Görev:
Geçmişin ağırlığını anlatan metni baştan sona, kelimesi kelimesine yeniden yazın.

Verilen Metin:
Bazen kapıların üzerine kapandığını hisseder yaşamın acımasızlığında boğulursun. Yüreğin küçük bir odaya sığmayacak kadar kabarır. Yaşadığın anın ağırlığıdır üzerine çöken.

 

Kurtaramazsın kendini ağırlıklarından. Geçmiş uğursuzca kilitler seni. Zaman duygusunu kaybeder yaşadığın anın dışına savrulursun. Anılar bir zehir gibi dolaşır damarlarında. Hücrelerini öldüren geçmişin tutsağına dönüşürsün. Hatırlamak, korkunç bir azaba dönüşür cehennemin kavurucu ateşinde yanarsın. Kalbin ince ince sızlar. Nefesinin tükendiği gözyaşlarının kuruduğu andasındır. Dört duvar arasında oynadığın çaresizliktir sadece. Parçalanmış umutlarına, yarım kalmış sevdalarına yitirilmiş hayallerine ağıt olacak iki kelime bulamazsın.

 

Anlamını kaybetmiştir sözcükler. Anlamın anlamsızlığı çarpar suratına. Masallar ısıtmaz artık yüreğini. Roman sayfalarında boşuna ararsın kendini. Hikâyen kahramanını kaybetmiş, senaryonda adın silinmiştir. Şairin dizelerinde umut olduğun zamanlarda yok.

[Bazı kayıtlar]
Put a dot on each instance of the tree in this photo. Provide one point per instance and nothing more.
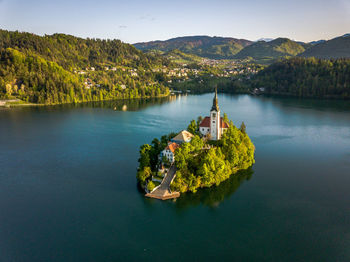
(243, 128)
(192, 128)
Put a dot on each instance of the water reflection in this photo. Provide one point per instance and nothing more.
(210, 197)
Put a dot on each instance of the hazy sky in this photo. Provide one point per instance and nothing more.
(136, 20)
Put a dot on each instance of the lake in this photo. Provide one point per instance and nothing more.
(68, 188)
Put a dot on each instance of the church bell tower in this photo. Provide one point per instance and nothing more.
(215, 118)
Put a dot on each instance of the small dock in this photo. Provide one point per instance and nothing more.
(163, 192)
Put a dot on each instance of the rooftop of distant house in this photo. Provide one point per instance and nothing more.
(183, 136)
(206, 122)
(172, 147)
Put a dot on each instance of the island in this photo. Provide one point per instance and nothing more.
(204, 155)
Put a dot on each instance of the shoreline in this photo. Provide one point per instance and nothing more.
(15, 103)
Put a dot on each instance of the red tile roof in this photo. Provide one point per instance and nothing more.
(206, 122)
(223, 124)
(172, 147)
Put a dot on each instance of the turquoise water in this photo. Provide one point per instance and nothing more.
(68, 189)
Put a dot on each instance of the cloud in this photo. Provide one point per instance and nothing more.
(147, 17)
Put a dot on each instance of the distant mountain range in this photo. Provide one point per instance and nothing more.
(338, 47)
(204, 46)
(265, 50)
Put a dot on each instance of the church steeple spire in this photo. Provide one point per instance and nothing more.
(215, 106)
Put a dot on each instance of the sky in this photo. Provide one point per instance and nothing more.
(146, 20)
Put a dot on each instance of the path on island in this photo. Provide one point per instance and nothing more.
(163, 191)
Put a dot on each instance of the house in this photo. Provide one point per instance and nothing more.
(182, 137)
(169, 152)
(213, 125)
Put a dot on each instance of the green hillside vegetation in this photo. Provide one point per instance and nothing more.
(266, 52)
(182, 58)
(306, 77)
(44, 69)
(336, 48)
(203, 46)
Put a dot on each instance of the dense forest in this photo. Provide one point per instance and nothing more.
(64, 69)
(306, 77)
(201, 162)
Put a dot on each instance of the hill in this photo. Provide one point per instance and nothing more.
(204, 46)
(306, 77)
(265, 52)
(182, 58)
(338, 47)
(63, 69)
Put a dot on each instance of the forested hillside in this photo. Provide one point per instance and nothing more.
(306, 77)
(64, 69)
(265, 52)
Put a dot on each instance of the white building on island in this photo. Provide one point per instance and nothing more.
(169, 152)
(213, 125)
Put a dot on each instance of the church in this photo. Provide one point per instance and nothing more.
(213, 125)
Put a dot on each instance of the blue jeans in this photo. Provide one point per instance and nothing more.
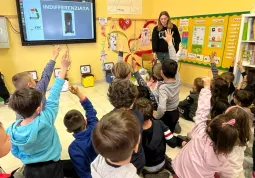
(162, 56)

---

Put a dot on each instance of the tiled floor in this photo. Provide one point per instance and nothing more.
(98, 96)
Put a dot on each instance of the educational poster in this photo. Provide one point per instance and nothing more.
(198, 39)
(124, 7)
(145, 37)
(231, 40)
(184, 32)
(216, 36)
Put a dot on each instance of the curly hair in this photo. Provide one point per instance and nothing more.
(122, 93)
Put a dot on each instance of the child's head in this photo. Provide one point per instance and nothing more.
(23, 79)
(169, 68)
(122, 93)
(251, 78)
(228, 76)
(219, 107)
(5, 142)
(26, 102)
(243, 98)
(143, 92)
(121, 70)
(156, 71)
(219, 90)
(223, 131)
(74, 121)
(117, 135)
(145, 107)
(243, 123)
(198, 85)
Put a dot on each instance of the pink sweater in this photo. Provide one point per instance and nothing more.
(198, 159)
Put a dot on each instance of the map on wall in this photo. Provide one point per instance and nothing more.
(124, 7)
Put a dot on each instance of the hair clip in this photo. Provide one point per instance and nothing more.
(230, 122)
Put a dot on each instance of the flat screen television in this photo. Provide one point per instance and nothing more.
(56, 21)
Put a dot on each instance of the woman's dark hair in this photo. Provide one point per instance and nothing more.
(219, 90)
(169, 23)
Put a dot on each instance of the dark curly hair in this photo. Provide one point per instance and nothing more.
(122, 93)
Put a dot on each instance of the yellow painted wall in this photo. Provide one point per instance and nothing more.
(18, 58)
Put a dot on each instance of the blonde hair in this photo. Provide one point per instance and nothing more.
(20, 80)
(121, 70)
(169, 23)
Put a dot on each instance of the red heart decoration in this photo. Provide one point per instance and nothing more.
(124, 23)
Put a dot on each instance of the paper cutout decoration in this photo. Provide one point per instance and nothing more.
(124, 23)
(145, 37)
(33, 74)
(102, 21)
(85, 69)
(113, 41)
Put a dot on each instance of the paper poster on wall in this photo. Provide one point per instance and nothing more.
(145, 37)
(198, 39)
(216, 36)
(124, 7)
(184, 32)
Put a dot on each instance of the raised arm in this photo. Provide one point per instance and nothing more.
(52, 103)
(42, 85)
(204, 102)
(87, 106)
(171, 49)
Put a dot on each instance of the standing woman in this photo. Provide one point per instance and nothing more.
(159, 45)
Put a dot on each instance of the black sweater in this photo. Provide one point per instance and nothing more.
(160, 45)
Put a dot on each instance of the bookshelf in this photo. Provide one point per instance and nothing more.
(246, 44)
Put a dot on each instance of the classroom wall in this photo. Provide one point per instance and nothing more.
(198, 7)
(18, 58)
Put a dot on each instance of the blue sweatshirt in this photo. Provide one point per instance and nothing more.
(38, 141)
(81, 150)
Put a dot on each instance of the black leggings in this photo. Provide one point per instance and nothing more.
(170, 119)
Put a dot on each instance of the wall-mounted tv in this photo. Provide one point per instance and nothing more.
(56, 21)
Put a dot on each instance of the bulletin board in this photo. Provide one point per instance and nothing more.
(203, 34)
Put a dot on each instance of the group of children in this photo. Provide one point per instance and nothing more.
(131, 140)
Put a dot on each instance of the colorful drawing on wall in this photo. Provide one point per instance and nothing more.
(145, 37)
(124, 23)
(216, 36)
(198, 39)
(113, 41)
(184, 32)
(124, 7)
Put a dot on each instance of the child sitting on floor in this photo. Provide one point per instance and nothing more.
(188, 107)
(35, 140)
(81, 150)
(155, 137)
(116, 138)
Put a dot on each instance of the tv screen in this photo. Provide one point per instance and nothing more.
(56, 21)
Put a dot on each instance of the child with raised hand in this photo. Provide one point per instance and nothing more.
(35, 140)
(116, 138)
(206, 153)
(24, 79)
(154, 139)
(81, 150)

Alıştırma Sonucu:
Bazen kapıların üzerine kapandığını hisseder yaşamın acımasızlığında boğulursun. Yüreğin küçük bir odaya sığmayacak kadar kabarır. Yaşadığın anın ağırlığıdır üzerine çöken.

 

Kurtaramazsın kendini ağırlıklarından. Geçmiş uğursuzca kilitler seni. Zaman duygusunu kaybeder yaşadığın anın dışına savrulursun. Anılar bir zehir gibi dolaşır damarlarında. Hücrelerini öldüren geçmişin tutsağına dönüşürsün. Hatırlamak, korkunç bir azaba dönüşür cehennemin kavurucu ateşinde yanarsın. Kalbin ince ince sızlar. Nefesinin tükendiği gözyaşlarının kuruduğu andasındır. Dört duvar arasında oynadığın çaresizliktir sadece. Parçalanmış umutlarına, yarım kalmış sevdalarına yitirilmiş hayallerine ağıt olacak iki kelime bulamazsın.

 

Anlamını kaybetmiştir sözcükler. Anlamın anlamsızlığı çarpar suratına. Masallar ısıtmaz artık yüreğini. Roman sayfalarında boşuna ararsın kendini. Hikâyen kahramanını kaybetmiş, senaryonda adın silinmiştir. Şairin dizelerinde umut olduğun zamanlarda yok.